PROVIDED PASSAGE:
*-*-*

Hello, Im just starting agility and Im not sure how to train my dog to drive ahead of me. She is happy to leave me if we are working sheep or she chasing a ball. During agility she sticks with me like glue, waiting for commands. It means I cant really send her to do certain obstacles.


Do you have areas of 2-3 acres or more where you can walk your dog off-leash, just informally letting him/her run, sniff and explore? Perhaps unhurried casual walks of that sort would get your agility dog more accustomed to feeling comfortable out-away from his/her handler.

As I recall, we started with one low hurdle in the backyard, gradually increasing distance, using some such command as "out jump", said in a very upbeat voice. Quite early-on in training, began remaining near back door, as I sent her out to a single jump. As dog committed to jump, gave lots of applause (literally), laughter/smiles, and fun-sounding words. Didn't over-do repetitions, just a few, never making it work. Moved the hurdle around the yard, and once she became consistent with one jump, added second one not too far from the first. Seems like I encouraged second jump with another "out jump", or something like that. You no doubt see the pattern -- steadily/slowly lengthen distances and add jumps. For us, lots of praise, always retaining the game-like atmosphere, was the key.

*-*-*

REQUIRED WORK:
a) In the agility training text, which three things does the off-leash dog get to do informally during the suggested walks?
b) Copy the part of the agility training text starting at "Do you have" and ending at "from his/her handler.".

*-*-*

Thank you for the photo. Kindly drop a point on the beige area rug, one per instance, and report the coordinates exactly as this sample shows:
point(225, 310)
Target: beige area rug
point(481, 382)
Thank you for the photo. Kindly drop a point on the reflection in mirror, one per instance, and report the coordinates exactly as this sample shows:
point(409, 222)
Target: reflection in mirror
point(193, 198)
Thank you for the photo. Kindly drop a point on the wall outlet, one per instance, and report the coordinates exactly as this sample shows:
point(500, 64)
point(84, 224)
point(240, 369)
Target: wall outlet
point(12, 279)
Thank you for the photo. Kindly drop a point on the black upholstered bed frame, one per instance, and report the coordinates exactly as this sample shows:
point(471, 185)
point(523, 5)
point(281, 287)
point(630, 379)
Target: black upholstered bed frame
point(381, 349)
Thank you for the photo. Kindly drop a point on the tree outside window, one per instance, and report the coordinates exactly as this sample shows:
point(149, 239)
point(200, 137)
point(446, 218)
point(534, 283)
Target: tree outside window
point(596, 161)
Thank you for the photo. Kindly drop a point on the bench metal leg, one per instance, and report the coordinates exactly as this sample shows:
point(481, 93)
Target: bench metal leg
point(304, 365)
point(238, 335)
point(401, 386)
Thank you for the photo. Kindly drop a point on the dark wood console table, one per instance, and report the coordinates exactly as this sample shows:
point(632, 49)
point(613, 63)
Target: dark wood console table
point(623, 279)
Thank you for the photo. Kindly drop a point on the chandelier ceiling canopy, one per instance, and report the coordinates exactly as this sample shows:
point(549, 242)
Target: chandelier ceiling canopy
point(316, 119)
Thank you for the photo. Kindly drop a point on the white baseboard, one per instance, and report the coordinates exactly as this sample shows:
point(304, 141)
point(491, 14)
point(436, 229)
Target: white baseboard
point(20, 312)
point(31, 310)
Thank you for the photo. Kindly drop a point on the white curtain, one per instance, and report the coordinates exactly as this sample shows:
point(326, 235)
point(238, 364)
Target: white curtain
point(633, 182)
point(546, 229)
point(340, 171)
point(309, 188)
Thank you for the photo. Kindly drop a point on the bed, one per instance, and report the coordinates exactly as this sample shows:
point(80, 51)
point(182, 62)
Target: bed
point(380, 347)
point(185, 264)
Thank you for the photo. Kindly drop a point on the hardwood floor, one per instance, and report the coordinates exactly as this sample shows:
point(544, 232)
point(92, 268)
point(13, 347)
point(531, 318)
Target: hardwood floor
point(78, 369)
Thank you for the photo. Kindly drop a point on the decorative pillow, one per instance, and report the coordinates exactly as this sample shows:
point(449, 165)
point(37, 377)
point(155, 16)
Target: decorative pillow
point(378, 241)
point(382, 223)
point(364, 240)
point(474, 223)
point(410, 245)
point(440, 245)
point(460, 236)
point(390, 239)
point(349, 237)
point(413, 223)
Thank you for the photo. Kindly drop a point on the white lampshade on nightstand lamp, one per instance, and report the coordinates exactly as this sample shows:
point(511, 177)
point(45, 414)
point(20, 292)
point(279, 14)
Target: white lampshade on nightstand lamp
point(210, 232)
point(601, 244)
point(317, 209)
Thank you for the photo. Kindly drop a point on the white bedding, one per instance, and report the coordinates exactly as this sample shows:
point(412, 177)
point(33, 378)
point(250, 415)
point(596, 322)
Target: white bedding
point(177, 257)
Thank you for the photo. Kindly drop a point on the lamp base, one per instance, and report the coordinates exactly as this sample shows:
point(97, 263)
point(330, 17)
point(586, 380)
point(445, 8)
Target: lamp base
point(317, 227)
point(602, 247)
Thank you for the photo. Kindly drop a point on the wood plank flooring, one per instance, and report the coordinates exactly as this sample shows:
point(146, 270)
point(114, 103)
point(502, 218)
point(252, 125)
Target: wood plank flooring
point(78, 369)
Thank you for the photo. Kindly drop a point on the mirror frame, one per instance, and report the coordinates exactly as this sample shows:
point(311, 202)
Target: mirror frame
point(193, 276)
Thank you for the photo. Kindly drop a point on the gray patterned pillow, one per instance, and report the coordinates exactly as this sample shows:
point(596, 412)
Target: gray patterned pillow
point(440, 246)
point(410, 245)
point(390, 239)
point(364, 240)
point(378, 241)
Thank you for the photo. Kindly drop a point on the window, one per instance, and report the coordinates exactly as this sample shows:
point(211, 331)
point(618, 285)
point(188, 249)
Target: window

*-*-*

SOLUTIONS:
a) Run, sniff, and explore.

b)
Do you have areas of 2-3 acres or more where you can walk your dog off-leash, just informally letting him/her run, sniff and explore? Perhaps unhurried casual walks of that sort would get your agility dog more accustomed to feeling comfortable out-away from his/her handler.